▶ **Referring expression pointing data**
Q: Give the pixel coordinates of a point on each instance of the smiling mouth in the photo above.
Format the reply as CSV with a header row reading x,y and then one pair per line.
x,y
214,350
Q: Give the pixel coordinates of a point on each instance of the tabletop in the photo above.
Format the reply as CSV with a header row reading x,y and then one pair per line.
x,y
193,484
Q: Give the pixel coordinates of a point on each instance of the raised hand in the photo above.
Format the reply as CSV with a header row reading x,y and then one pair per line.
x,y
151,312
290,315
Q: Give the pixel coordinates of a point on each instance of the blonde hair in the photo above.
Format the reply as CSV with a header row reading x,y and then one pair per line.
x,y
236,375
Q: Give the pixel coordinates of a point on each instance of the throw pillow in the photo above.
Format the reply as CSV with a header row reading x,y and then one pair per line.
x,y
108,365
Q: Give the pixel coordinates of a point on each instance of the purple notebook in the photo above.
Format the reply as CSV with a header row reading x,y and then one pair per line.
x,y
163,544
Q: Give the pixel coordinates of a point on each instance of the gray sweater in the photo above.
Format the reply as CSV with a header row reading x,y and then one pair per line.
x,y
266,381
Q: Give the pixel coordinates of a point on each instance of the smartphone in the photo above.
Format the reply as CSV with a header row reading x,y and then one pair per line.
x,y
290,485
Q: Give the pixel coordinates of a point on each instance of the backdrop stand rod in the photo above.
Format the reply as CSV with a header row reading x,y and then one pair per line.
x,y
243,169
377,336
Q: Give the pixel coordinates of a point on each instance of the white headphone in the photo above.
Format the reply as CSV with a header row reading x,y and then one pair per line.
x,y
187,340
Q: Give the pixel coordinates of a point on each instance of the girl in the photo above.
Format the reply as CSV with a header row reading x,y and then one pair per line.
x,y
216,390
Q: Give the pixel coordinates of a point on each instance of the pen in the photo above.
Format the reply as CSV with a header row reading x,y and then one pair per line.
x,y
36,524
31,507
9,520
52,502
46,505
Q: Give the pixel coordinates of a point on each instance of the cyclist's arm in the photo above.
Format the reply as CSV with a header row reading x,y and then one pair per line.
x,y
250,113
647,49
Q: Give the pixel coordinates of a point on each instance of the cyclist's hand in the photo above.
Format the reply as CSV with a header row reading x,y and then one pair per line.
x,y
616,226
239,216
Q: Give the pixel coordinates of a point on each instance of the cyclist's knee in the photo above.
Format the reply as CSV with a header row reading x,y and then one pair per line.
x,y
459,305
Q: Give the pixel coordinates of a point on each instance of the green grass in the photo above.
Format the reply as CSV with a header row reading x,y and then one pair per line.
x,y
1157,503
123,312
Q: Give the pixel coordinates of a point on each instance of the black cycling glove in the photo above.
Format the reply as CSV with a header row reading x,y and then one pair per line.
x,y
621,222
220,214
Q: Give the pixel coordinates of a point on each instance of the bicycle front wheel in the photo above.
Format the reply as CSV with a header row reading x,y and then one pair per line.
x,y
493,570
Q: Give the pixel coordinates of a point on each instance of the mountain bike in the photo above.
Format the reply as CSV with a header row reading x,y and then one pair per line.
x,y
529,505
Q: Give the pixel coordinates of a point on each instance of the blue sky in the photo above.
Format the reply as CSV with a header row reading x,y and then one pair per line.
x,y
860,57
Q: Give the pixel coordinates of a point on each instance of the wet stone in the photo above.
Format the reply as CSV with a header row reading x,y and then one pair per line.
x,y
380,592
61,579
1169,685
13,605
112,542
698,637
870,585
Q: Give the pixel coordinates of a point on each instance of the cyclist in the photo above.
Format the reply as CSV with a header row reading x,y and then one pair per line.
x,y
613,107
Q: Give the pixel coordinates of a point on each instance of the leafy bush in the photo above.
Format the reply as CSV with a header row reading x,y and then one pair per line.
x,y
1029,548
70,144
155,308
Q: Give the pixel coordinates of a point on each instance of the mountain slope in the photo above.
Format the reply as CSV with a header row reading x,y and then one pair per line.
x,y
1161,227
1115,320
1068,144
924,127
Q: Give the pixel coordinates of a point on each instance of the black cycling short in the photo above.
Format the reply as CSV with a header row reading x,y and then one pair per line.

▶ **What is being asked**
Set down exactly the lines beginning at the one that holds "slope in the photo above." and ending with the last line of the data.

▶ **Task answer**
Q: Give the pixel coordinates of a point on each instance of the mountain slope in the photo above.
Format the reply as CSV with a header row reading x,y and then one pair per line.
x,y
1161,227
1115,320
1068,144
924,127
Q: Give the pixel coordinates of a point on each instance of the black cycling short in the photo above.
Format the reply as CSV with a header row reading x,y and then one pair per line.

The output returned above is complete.